**Your goal**
Scale everything from the start of the data down to the line containing "292 125 321 133", both included, and repeat those lines with the requests as they are. Multiply each box coordinate in the answers by 0.35 and round to whole numbers, with halves rounding up.
|---|
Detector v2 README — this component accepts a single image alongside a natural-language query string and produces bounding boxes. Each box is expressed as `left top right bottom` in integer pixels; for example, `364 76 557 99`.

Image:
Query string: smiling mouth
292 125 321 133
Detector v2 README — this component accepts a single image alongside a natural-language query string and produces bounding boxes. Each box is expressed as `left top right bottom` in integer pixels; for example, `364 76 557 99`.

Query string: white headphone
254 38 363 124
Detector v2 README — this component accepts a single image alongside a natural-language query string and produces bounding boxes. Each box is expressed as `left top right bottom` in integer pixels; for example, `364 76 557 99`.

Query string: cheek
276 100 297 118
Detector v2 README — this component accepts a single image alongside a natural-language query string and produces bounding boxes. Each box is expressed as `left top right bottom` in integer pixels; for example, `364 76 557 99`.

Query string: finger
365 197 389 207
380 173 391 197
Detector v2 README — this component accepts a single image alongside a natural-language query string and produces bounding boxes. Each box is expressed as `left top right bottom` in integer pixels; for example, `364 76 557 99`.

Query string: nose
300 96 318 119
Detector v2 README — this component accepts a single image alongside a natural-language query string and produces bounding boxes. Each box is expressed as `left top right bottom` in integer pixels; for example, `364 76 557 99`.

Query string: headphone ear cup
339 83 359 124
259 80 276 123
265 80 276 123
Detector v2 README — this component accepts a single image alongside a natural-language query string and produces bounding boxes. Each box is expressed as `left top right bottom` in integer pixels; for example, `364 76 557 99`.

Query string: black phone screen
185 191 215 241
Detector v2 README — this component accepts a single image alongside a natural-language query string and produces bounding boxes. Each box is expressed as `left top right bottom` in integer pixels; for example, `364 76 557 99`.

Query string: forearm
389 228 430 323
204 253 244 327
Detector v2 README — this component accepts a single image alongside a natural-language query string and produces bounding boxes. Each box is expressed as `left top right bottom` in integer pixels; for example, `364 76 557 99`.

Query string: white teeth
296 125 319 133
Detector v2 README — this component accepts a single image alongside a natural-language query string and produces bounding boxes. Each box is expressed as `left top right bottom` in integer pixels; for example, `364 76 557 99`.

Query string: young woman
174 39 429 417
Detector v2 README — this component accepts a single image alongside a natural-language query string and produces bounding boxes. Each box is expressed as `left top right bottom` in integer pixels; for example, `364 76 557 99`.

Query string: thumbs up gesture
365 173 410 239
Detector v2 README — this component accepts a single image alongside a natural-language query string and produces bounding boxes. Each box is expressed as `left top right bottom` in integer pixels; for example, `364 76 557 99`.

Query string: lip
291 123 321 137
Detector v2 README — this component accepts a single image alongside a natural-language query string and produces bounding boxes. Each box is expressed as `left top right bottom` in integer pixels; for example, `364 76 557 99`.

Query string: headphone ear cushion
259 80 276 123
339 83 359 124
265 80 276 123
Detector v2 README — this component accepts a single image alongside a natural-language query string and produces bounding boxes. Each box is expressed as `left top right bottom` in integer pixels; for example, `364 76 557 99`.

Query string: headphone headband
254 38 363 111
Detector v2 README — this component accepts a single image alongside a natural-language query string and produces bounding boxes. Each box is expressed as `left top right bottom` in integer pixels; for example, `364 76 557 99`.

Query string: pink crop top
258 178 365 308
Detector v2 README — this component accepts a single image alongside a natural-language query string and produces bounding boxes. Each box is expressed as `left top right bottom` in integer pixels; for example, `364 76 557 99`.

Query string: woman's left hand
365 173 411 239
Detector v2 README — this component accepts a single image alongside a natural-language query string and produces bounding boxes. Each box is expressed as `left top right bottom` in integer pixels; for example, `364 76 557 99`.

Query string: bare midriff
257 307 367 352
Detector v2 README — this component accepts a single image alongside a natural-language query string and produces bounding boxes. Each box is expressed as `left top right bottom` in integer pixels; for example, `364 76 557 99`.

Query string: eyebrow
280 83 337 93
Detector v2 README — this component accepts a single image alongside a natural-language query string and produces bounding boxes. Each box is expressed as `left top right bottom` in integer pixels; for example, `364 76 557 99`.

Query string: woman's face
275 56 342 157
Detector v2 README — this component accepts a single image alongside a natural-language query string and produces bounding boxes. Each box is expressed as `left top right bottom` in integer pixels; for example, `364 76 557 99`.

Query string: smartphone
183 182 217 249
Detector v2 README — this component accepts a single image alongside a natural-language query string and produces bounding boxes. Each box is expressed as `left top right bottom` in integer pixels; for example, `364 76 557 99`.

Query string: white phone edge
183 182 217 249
|---|
**Response to the task**
Detector v2 README — this component accepts a single image alongside a natural-language query string and produces bounding boxes. Each box is expressed as `left top right bottom` in integer pixels; for example, `364 76 557 99`.

Image:
Query string: smiling mouth
102 44 112 47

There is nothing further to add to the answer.